── Reading text
The New Jersey Attorney General’s Office of Public Integrity and Accountability and three top lawyers face possible sanctions following allegations of prosecutorial misconduct against embattled Deputy Attorney General John Nicodemo.
Michael Falkowski, indicted earlier this year on charges of using his position as a remote contract administrator for an Atlantic County charter school to award a furniture contract to a board member, alleges that Nicodemo presented “explicitly false testimony to the grand jury. He’s seeking a dismissal.
Now his attorney, William J. Hughes, Jr., a former federal prosecutor, wants Superior Court Judge Donna Taylor to impose financial penalties on the OPIA, its director, Thomas Eicher, deputy director Peter W. Lee, and Max Lesser, a deputy attorney general who took over for Nicodemo as the lead prosecutor.
“A wrongfully procured criminal indictment of an innocent person is devastating in and of itself, but when that indictment is achieved through trickery and false testimony, the integrity of the courts and our system of justice is threatened,” Hughes stated in a court filing on Monday. “Under normal circumstances, a citizen would present these facts to the Attorney General’s Office of Public Integrity and Accountability for investigation and prosecution. The problem here is that this is the very office which committed these acts.”
────
── Information shown
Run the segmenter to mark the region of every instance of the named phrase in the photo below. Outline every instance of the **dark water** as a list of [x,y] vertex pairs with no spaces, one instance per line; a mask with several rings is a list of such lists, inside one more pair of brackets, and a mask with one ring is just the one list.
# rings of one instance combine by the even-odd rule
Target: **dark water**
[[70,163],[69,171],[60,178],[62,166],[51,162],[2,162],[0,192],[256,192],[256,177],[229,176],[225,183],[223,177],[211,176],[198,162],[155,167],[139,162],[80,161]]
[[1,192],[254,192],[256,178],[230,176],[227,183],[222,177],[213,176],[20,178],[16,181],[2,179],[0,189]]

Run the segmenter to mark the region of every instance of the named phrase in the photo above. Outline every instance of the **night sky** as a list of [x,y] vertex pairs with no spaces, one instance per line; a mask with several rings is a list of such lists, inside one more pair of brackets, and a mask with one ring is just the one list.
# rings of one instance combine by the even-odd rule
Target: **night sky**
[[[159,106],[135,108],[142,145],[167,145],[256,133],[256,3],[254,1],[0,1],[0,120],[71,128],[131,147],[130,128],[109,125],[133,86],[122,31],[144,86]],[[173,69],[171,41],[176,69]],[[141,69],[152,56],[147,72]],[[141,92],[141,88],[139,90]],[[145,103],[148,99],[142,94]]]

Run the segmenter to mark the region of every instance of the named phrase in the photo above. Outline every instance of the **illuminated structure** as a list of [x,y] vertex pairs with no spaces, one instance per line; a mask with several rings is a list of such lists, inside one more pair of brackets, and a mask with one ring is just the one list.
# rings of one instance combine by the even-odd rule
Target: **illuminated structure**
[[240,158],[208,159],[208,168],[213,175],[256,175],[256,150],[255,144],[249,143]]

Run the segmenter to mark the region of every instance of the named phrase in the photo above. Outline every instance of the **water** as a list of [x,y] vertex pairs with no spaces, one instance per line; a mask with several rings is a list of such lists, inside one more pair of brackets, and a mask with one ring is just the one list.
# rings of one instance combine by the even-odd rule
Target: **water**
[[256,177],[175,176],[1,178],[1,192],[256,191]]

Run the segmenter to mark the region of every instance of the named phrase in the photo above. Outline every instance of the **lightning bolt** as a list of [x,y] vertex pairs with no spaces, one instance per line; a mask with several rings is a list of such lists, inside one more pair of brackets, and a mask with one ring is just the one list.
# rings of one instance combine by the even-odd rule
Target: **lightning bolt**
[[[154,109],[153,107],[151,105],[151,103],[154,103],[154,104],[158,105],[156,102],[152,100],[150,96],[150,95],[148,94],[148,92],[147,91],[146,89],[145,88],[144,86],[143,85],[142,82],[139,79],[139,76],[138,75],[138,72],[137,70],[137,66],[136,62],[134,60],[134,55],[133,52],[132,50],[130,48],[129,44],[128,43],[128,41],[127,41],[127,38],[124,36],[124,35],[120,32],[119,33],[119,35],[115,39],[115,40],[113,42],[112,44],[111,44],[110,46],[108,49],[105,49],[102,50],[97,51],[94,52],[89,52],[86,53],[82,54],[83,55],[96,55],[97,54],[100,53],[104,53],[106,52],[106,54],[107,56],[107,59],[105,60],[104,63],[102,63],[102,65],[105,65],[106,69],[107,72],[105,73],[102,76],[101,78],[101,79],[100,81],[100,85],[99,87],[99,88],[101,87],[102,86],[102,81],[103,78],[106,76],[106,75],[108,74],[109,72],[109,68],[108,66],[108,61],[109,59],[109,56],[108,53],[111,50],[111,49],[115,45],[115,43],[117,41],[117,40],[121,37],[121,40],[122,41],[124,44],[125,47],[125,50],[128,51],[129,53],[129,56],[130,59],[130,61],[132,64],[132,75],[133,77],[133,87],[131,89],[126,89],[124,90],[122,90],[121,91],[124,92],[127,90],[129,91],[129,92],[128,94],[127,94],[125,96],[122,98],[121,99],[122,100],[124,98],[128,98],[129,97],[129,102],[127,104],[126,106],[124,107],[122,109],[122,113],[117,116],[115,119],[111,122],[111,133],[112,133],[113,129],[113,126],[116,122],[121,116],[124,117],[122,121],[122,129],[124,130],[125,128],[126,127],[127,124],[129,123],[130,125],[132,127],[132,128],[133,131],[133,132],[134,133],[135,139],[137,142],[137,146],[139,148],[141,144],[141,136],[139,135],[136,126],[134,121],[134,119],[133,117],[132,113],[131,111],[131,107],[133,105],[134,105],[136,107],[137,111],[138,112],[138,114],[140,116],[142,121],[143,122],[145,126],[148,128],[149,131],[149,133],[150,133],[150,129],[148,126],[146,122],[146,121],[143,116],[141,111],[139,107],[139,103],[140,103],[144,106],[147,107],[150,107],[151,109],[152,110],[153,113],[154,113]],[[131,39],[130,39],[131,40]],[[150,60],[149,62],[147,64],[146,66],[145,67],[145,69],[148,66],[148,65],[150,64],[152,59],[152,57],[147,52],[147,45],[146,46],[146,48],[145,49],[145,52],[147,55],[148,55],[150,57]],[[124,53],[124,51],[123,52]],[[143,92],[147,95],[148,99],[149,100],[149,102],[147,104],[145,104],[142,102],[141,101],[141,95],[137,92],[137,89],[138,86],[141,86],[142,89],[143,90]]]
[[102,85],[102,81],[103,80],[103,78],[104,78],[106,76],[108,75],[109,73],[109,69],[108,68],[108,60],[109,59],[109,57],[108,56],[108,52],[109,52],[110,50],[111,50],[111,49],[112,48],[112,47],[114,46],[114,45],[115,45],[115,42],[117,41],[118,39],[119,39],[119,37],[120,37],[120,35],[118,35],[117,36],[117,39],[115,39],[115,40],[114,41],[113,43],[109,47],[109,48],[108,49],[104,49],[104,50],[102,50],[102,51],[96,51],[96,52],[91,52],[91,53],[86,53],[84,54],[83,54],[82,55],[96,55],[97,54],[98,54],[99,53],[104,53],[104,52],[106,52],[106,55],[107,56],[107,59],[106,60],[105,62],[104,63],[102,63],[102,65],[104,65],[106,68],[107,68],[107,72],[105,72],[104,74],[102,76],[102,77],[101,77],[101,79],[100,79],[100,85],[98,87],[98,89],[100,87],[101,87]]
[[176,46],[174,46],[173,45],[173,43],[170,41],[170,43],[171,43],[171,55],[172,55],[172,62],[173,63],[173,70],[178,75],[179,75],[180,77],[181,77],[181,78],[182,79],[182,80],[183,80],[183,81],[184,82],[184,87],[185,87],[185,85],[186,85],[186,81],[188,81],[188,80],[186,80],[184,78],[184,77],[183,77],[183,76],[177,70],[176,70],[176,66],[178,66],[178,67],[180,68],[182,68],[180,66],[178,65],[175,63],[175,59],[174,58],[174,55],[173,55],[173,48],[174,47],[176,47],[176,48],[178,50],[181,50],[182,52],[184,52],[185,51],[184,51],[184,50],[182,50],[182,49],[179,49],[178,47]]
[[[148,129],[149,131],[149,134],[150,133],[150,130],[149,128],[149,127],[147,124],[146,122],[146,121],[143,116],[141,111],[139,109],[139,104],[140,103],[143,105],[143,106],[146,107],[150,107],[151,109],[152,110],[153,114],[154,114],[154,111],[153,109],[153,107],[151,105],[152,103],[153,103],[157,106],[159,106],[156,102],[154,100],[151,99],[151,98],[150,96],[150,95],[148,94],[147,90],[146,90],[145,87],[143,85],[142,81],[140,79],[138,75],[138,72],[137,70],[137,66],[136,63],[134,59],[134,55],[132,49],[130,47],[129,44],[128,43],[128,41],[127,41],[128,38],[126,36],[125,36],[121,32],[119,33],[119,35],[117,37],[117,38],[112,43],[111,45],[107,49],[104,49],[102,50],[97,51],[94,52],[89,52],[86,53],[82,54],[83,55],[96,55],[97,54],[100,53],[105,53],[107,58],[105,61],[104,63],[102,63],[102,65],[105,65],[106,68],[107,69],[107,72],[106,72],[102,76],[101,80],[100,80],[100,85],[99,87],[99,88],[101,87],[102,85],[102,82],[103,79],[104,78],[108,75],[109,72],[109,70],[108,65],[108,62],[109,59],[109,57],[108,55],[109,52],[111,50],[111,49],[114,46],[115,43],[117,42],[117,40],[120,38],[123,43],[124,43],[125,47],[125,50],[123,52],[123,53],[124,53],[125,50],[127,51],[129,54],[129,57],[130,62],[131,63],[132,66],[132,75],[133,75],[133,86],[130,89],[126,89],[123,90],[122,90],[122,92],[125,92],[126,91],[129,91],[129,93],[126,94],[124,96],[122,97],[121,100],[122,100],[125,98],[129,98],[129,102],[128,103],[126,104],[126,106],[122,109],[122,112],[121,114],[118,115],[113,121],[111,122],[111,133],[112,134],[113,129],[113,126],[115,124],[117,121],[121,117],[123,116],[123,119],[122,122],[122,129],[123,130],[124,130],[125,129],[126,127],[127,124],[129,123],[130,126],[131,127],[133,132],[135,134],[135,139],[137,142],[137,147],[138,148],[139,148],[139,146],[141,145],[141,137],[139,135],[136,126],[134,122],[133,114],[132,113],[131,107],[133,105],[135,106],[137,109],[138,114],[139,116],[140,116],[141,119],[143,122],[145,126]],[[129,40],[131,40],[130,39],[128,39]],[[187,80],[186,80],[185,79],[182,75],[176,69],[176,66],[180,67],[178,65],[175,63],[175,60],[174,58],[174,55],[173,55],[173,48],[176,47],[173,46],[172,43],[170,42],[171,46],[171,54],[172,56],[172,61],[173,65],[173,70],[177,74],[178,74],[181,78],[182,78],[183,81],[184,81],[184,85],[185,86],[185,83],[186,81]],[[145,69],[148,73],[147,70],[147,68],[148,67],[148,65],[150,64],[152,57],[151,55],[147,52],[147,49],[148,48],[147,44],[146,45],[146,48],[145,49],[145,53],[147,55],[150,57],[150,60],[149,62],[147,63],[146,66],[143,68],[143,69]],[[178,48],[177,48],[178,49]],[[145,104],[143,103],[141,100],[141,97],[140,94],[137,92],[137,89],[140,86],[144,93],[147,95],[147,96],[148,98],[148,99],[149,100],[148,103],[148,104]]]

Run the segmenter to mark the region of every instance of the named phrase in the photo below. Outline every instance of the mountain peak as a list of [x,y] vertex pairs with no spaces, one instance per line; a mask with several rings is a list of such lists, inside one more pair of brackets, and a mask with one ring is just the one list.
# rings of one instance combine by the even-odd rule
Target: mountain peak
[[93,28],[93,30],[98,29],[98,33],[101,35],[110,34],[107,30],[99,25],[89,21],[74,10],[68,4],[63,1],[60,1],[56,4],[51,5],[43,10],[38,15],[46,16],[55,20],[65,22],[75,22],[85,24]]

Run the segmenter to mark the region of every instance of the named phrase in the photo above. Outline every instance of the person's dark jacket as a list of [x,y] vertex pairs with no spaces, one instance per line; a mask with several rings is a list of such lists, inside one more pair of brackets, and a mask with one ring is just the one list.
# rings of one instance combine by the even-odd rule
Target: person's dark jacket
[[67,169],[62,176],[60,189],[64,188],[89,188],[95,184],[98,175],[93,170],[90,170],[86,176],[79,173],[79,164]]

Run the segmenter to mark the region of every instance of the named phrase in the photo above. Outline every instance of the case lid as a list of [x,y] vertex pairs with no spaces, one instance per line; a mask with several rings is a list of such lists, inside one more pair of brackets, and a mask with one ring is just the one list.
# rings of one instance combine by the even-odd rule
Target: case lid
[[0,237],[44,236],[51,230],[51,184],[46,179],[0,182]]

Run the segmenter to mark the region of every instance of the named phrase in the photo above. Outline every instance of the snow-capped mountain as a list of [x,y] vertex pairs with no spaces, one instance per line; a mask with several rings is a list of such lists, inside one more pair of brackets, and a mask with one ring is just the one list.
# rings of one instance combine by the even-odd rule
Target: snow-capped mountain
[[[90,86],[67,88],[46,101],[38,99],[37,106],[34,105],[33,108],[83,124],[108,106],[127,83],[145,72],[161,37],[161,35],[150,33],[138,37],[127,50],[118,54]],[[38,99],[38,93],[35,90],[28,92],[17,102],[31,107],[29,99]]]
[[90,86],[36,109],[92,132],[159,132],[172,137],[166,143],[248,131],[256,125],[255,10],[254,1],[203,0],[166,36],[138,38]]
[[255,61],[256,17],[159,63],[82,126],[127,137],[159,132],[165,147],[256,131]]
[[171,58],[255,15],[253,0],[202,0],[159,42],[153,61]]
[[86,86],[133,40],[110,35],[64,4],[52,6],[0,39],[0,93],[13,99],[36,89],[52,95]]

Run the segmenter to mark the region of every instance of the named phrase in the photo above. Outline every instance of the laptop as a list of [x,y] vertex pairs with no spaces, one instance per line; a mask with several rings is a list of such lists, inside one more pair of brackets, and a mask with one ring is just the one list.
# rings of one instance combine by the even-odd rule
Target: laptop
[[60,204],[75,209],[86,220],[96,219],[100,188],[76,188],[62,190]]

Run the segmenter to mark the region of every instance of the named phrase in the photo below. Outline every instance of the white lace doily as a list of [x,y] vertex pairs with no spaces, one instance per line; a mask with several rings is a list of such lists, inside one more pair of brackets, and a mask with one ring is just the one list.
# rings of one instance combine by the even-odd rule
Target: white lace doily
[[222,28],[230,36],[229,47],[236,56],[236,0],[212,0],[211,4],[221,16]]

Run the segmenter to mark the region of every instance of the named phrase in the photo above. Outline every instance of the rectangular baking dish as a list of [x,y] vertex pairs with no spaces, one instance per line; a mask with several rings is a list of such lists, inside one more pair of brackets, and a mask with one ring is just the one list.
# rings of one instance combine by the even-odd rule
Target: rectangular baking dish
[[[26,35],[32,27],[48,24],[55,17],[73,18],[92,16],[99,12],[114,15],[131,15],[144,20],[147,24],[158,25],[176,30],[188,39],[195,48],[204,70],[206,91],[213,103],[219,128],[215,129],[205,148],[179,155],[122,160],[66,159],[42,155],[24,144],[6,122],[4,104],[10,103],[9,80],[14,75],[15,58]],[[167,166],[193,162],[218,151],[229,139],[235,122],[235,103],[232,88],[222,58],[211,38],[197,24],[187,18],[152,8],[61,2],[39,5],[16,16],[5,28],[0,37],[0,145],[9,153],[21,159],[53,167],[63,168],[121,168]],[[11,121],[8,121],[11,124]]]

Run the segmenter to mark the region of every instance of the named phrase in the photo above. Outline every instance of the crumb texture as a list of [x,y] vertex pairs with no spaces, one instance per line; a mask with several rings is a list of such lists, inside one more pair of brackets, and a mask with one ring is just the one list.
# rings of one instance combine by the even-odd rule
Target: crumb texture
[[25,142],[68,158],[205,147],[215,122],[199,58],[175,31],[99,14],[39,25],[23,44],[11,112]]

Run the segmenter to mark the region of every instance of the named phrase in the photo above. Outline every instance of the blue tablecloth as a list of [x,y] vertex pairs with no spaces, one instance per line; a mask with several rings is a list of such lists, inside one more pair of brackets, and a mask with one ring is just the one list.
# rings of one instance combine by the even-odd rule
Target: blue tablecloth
────
§ **Job 1**:
In the article on the prosecutorial misconduct allegations:
(a) What position did Michael Falkowski hold at the Atlantic County charter school?
(b) Which judge is being asked to impose financial penalties?
(c) Who took over for Nicodemo as the lead prosecutor?
§ **Job 2**: Write the next part of the article on the prosecutorial misconduct allegations, picking up after its final sentence.
This data comes from a separate source, unrelated to the article.

§ **Result 1**:
(a) Remote contract administrator
(b) Superior Court Judge Donna Taylor
(c) Max Lesser, a deputy attorney general

§ **Result 2**:
In a letter to the OPIA last November, Hughes said the indictment “was obtained through flagrant misrepresentations of law and fact, the eliciting of false testimony, and the withholding of clearly exculpatory material before the grand jury.”
“A highly relevant and exculpatory section of the statute was excised from the document, which, if presented to the grand jury, would have dispositively established no criminal act was committed by Michael Falkowski,” he wrote.
In his court filing, Hughes called the indictment against Falkowski “frivolous and presented in bad faith.
“The indictment was presented and advocated for an improper purpose in that it is the product of multiple intentional misrepresentations, as well as a failure to present clearly exculpatory evidence to the grand jury,” Hughes stated in his filing. “OPIA doctored the applicable law that was presented to the grand jury, presented falsified testimony, failed to present clearly exculpatory evidence, and then sat on their collective hands when confronted with proof of this illegal conduct.”
Hughes claims Nicodemo “intentionally and purposely edited and presented a document and testimony to the grand jury concealing a key section of the applicable statute.” He alleges that Nicodemo “elicited explicitly false testimony from a State Police detective before the grand jury – in response to a grand juror’s specific question.”
In his filing, Hughes said court rule 1:4-8 provides Falkowski with “a voice and the power to hold malfeasant and nonfeasant prosecutors accountable. “
Eicher, Lee, and Lesser are the names listed in court records, and Hughes says they are the officials who should be held accountable; all three could be personally liable under a New Jersey court rule. Nicodemo is no longer a line prosecutor and now holds an administrative post handling diversity issues.
Following Hughes’ letter, the attorney general’s office had 28 days as a safe harbor to take action to remedy the grievance by dismissing the indictment. They responded on December 26, which was Day 28.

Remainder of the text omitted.